Start of MATERIAL TO PROCESS

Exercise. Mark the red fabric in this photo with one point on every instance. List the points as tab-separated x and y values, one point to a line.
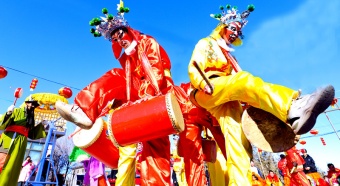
282	165
298	177
273	179
330	173
94	98
155	165
102	181
19	129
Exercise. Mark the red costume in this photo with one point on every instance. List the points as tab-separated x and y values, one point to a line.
282	165
145	72
295	165
190	140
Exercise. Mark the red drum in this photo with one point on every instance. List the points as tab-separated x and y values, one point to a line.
95	142
144	121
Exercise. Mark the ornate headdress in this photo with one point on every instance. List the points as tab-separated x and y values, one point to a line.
105	25
231	15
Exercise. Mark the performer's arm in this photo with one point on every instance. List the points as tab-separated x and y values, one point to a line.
152	51
198	55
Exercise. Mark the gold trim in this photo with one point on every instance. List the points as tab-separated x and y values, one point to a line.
111	135
171	113
95	138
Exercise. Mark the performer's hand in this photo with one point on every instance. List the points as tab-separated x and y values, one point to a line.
294	164
208	90
10	109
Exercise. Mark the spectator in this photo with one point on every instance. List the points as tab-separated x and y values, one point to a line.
257	180
254	169
332	170
272	179
26	171
309	167
282	165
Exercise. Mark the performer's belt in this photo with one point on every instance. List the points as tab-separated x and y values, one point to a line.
19	129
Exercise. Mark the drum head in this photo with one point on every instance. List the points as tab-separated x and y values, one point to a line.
86	137
175	113
266	131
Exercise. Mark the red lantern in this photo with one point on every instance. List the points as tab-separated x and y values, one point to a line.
303	142
17	94
335	101
3	72
314	131
323	141
65	91
33	84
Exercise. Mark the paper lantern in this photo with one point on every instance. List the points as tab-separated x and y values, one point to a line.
314	131
33	84
65	91
303	142
3	72
323	141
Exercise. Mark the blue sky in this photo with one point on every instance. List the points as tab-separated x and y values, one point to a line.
293	43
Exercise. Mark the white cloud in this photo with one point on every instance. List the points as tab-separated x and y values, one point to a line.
303	44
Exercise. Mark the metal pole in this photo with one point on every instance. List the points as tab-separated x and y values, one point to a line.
332	126
48	138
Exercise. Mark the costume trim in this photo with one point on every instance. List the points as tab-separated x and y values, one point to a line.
111	135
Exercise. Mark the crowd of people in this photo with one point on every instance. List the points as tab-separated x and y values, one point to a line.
297	168
212	102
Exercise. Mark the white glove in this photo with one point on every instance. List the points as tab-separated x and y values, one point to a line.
10	109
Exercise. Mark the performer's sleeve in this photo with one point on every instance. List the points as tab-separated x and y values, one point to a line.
152	50
199	56
6	119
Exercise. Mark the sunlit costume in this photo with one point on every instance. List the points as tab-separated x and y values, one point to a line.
146	67
282	165
225	90
18	124
190	140
272	179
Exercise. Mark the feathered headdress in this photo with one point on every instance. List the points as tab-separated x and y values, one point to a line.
231	15
105	25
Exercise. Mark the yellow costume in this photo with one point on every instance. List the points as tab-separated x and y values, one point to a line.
217	171
224	103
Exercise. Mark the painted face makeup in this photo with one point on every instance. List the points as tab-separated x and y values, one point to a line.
122	38
233	31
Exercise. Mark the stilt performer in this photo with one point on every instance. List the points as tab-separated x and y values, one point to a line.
223	100
18	124
146	75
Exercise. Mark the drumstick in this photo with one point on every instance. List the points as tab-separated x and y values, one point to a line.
203	76
78	129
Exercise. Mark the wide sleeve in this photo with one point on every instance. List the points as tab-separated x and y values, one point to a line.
154	56
199	56
5	119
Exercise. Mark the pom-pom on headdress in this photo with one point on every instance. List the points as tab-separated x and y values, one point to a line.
105	25
231	15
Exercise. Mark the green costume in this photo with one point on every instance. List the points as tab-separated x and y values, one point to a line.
16	152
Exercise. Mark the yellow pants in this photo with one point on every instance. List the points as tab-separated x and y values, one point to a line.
224	105
126	166
218	170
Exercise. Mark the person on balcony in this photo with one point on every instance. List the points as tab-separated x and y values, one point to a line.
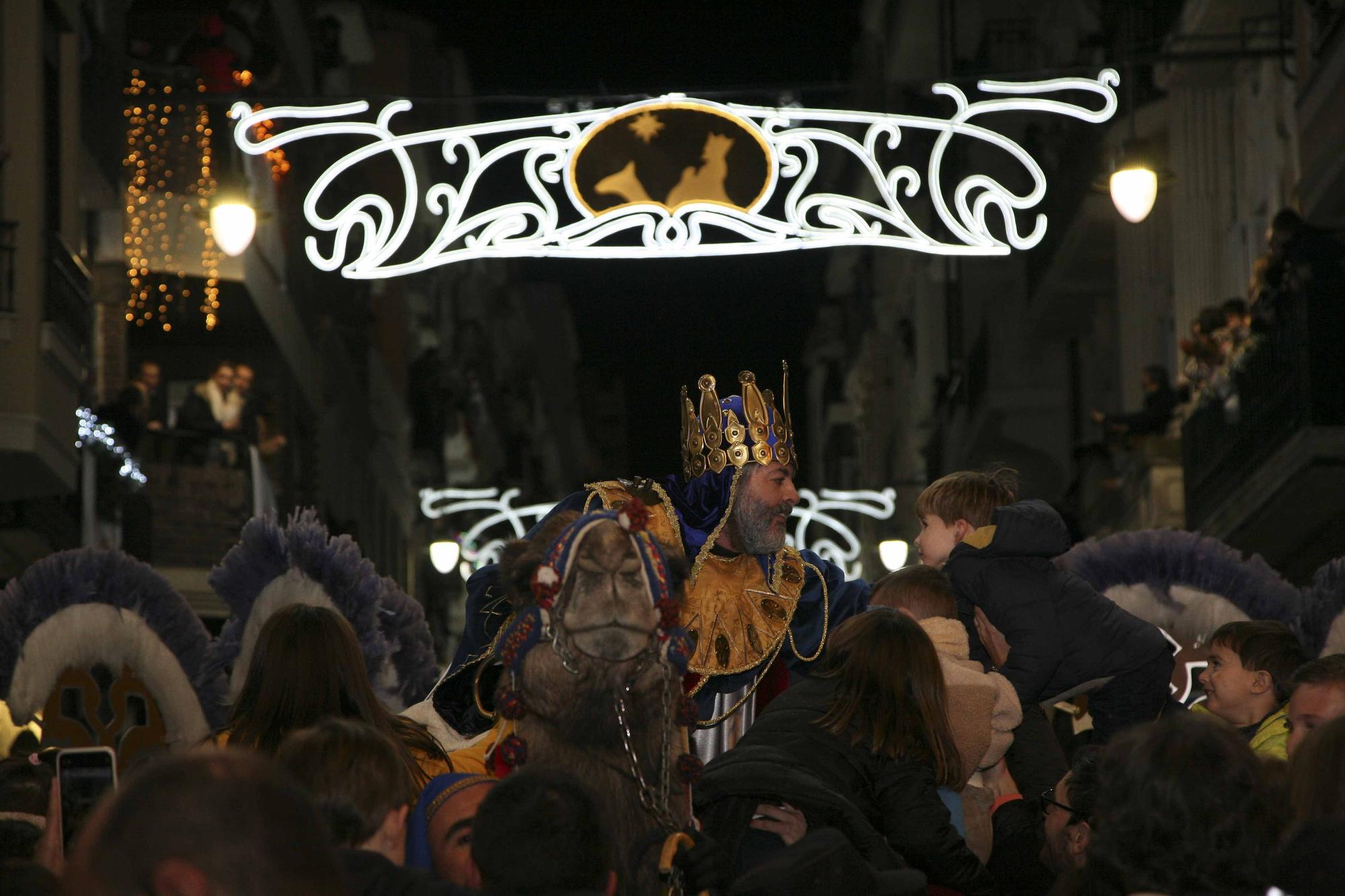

End of MATERIAL TO PROCESS

* OBJECTIVE *
Put every line of the rows above into a Markdown table with the columns No. and Line, numbering the lines and skipping any blank ones. Leave the pictures out.

* RESULT OF THE EXERCISE *
| No. | Line |
|---|---|
| 1 | Exercise. Mark the red fabric in this photo with one point on every instance. List the points as tab-separated x and y values, one point to a line. |
| 2 | 282	165 |
| 3 | 298	177 |
| 4 | 273	179 |
| 5 | 330	173 |
| 6 | 94	98 |
| 7 | 155	165 |
| 8 | 102	181 |
| 9 | 19	129 |
| 10 | Exercise. Mark the red costume in this photo with one point on every instance. List the points as tab-separated x and y values, one point to a line. |
| 11 | 282	165 |
| 12 | 145	72 |
| 13 | 295	165 |
| 14 | 190	140 |
| 15 | Exercise. Mark the red drum in this photo with one point on every instance. List the points as tab-separated x and y values, one point to a line. |
| 16 | 95	142 |
| 17 | 144	121 |
| 18 | Exercise. Mark the ornate headdress in this photo with one point on every instance. List the points as tab-separated x and y values, one point to a line. |
| 19 | 105	25 |
| 20 | 231	15 |
| 21 | Exercise. Mark the performer's arm in this photo with one point on every instance. List the points as tab-separated x and y values, one point to a line. |
| 22 | 152	51 |
| 23 | 198	55 |
| 24 | Exercise. Mark the gold trim in this photo with one point on every instance. List the points as tab-separated x and y values, one point to a line. |
| 25 | 111	135 |
| 26 | 171	113 |
| 27 | 95	138 |
| 28 | Exercise. Mark the performer's hand in this photo with one point on every instance. List the points as tab-separated x and y values, one point to a line. |
| 29 | 294	164 |
| 30 | 208	90 |
| 31 | 10	109 |
| 32 | Exercise. Mark the spectator in this photo with one point on every instance. List the points as tab-separated x and y values, one point to a line. |
| 33 | 257	180 |
| 34 | 254	169 |
| 35 | 332	170 |
| 36 | 272	179 |
| 37 | 26	171 |
| 38 | 309	167 |
| 39 | 282	165 |
| 40 | Exercise. Mark the performer's belt in this photo with one point on every instance. List the points as tab-separated x and y values, one point to a line. |
| 41 | 19	129 |
| 42 | Exercise. Mark the drum head in this photo with one point on every instance. List the points as tab-separated x and y values, one point to a line. |
| 43 | 86	137 |
| 44 | 175	113 |
| 45 | 266	131 |
| 46 | Exercise. Mark the red lantern in this photo with one point on every instance. List the points as tab-separated x and y values, one point to a line. |
| 47 | 303	142 |
| 48 | 17	94 |
| 49 | 335	101 |
| 50 | 3	72 |
| 51 | 314	131 |
| 52 | 323	141 |
| 53 | 65	91 |
| 54 | 33	84 |
| 55 | Exercise. Mark the paper lantern in this photo with one point on every instance. List the points as tab-separated x and y values, one point to a line. |
| 56 | 314	131 |
| 57 | 33	84 |
| 58 | 65	91 |
| 59 | 303	142 |
| 60 | 3	72 |
| 61 | 323	141 |
| 62 | Exercise. Mark the blue sky in this photo with one point on every instance. List the points as tab-separated x and y values, one point to a line. |
| 63 | 293	43 |
| 64 | Exercise. Mark the white cloud in this photo with one point on every instance. List the points as tab-separated x and y values, one point to a line. |
| 65 | 303	44 |
| 66 | Exercise. Mark the metal pole in this photo with one point on every instance. List the points as tab-separated x and y values, one point to a line. |
| 67 | 332	126 |
| 68 | 48	138 |
| 69 | Exercise. Mark the costume trim in this photo with one point on every instance. List the points as tab-separated x and y values, one point to a line. |
| 70 | 111	135 |
| 71 | Exercise. Mark the crowd of people in this photo with one point on every instance. List the points as tab-separated x and y values, one point to a line. |
| 72 | 297	168 |
| 73 | 212	102 |
| 74 | Exercise. Mark the white glove in this photo with one point on every instance. List the points as tab-separated x and y values, one point to a line. |
| 75 | 10	109 |
| 76 | Exercise. Mark the performer's sleeve in this photo with one point on every instance. List the points as tab-separated x and y values, one point to a line. |
| 77 | 152	50 |
| 78 | 199	56 |
| 79 | 6	119 |
| 80 | Exercise. Mark the sunlit costume in this photo with one point on every instance. List the points as tab-separated x and y values, one point to a line. |
| 81 | 146	67 |
| 82 | 282	165 |
| 83 | 225	90 |
| 84 | 18	124 |
| 85 | 190	140 |
| 86 | 272	179 |
| 87 | Exercise. Mark the feathered headdress in this photo with one point on every instance. List the points as tab-separated x and y values, one point to a line. |
| 88 | 231	15 |
| 89 | 105	25 |
| 90 | Exercise. Mark the yellow costume in this photo with one point on every instance. List the points as tab-separated x and y values, one point to a line. |
| 91 | 217	171 |
| 92 | 224	103 |
| 93 | Exercise. Mark the painted face makeup in this photo with one point on every instance. List the points as tab-separated x and y values, one point to a line. |
| 94 | 122	38 |
| 95 | 233	31 |
| 96 | Exercise. Mark the stilt performer in this photo with one point on every instance. List the points as tab-separated x and y values, one point to a line. |
| 97 | 223	100 |
| 98 | 18	124 |
| 99 | 146	75 |
| 100 | Exercise. Mark the drumstick in this photo with one point on every instance. List the points as tab-separated x and y values, one point to a line. |
| 101 | 203	76 |
| 102 | 78	129 |
| 103 | Exercise. Mark the wide sleeve in this photo with one point on every instance. List the points as tab-separated x and y values, one point to a line. |
| 104 | 154	56 |
| 105 | 199	56 |
| 106 | 5	119 |
| 107 | Exercise. Mark the pom-pom on headdress in this photo with one point on every instance. List the points as tab-separated x and y values, one point to a line. |
| 108 | 105	25 |
| 109 | 231	15 |
| 110 | Exercise. Mark the green costume in this photo with one point on every instance. List the points as tab-separated x and y values, one point to a line. |
| 111 | 16	152 |
| 112 | Exercise. Mark the yellow pants in this photo with one point on every instance. List the points as tab-separated x and y values, one point to a line. |
| 113 | 224	105 |
| 114 | 126	166 |
| 115 | 218	170 |
| 116 | Exercise. Mark the person on balcony in this photo with one point on every instance. List the points as tab-separated x and y values, one point to a line. |